[PROVIDED RECORDS]:
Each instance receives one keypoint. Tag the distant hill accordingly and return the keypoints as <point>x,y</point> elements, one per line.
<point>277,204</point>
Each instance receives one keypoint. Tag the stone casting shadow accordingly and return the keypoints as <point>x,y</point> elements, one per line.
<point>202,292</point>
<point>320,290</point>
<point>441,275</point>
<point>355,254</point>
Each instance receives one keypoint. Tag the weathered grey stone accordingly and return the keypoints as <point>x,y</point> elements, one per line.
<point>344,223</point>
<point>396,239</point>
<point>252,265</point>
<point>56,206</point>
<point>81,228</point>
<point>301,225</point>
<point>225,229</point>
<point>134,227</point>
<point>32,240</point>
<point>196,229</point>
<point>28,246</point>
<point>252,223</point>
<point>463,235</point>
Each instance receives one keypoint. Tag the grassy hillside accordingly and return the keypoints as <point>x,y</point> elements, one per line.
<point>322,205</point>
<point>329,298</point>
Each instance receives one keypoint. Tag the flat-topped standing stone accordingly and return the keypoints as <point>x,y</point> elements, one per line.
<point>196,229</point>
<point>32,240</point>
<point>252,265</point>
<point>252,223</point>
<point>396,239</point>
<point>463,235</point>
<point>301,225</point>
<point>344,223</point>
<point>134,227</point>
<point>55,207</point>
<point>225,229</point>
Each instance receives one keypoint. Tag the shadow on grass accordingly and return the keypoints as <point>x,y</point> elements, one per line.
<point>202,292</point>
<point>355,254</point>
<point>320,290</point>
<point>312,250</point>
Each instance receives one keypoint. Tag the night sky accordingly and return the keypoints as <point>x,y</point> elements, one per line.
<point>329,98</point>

[WHAT YOU HAVE TO DO]:
Set down nothing but the lines from the one containing "Each instance receives one keypoint. Tag the night" through the final line above, exactly as written.

[WORKED SOLUTION]:
Each instance receives one keypoint. Tag the night sky accordingly and return the keypoints as <point>x,y</point> elements, one per line.
<point>329,98</point>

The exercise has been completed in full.